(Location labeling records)
------------------------------

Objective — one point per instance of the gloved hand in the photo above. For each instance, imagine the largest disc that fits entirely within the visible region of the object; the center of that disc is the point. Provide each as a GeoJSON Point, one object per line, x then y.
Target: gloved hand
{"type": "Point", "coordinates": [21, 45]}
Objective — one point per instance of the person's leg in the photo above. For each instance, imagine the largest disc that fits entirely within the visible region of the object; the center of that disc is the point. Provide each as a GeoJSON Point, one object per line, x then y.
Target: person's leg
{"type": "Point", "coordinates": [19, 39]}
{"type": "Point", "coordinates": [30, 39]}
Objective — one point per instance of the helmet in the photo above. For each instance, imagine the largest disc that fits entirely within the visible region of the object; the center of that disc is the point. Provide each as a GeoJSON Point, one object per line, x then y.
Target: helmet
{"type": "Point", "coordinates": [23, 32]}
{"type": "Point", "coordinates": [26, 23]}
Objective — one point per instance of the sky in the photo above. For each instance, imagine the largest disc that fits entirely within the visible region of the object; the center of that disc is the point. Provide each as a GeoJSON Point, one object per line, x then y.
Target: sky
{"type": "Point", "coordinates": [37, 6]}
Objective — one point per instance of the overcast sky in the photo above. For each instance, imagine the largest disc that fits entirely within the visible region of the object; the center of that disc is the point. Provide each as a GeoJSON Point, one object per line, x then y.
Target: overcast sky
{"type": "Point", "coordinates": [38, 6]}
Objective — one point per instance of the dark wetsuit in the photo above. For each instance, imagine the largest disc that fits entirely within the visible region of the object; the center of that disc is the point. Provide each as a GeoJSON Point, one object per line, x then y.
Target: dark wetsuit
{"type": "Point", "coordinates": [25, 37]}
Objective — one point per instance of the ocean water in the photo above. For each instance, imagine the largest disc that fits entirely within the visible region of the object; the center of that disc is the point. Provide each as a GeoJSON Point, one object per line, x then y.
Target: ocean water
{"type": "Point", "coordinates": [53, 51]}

------------------------------

Exercise prompt:
Reproduce every record above exactly as it appears.

Response to the task:
Objective — one point per instance of the gloved hand in the photo above. For each instance, imagine the largest disc that fits entirely within the visible region of the object; the center of that disc is the point. Provide each as a GeoJSON Point, one object per line, x then y.
Target: gloved hand
{"type": "Point", "coordinates": [21, 45]}
Objective — one point per instance of the person's leg in the photo above. For each instance, imagine the largest disc that fits entirely within the visible region of the object; the center of that disc is the point. Provide each as a GeoJSON Point, one object per line, x then y.
Target: person's leg
{"type": "Point", "coordinates": [19, 39]}
{"type": "Point", "coordinates": [30, 39]}
Objective — one point per instance of the helmet in the photo above. For each instance, imagine the largest disc that fits entirely within the visible region of the object; the center of that disc is the point. Provide each as a GeoJSON Point, one object per line, x then y.
Target: helmet
{"type": "Point", "coordinates": [23, 32]}
{"type": "Point", "coordinates": [26, 23]}
Objective — one point per instance of the sky in the photo above. For each instance, imagine the largest disc that fits entirely within the visible region of the object; the center of that disc is the point. Provide each as a GeoJSON Point, one object per line, x then y.
Target: sky
{"type": "Point", "coordinates": [37, 6]}
Objective — one point per instance of the overcast sky in the photo above. For each instance, imagine the largest disc that fits entirely within the visible region of the object; the center of that disc is the point. Provide each as a GeoJSON Point, one object per line, x then y.
Target: overcast sky
{"type": "Point", "coordinates": [38, 6]}
Objective — one point per instance of the dark wetsuit in the photo above. For each instance, imagine the largest disc that fits entirely within the visible region of the object; the center of that disc is the point. Provide each as a GeoJSON Point, one object per line, x then y.
Target: dark wetsuit
{"type": "Point", "coordinates": [25, 37]}
Objective — one point per instance of the ocean water in the photo above. For each instance, imagine the largest disc that fits entirely within the visible region of the object; the center of that disc is the point. Provide each as a GeoJSON Point, one object per line, x then y.
Target: ocean water
{"type": "Point", "coordinates": [53, 51]}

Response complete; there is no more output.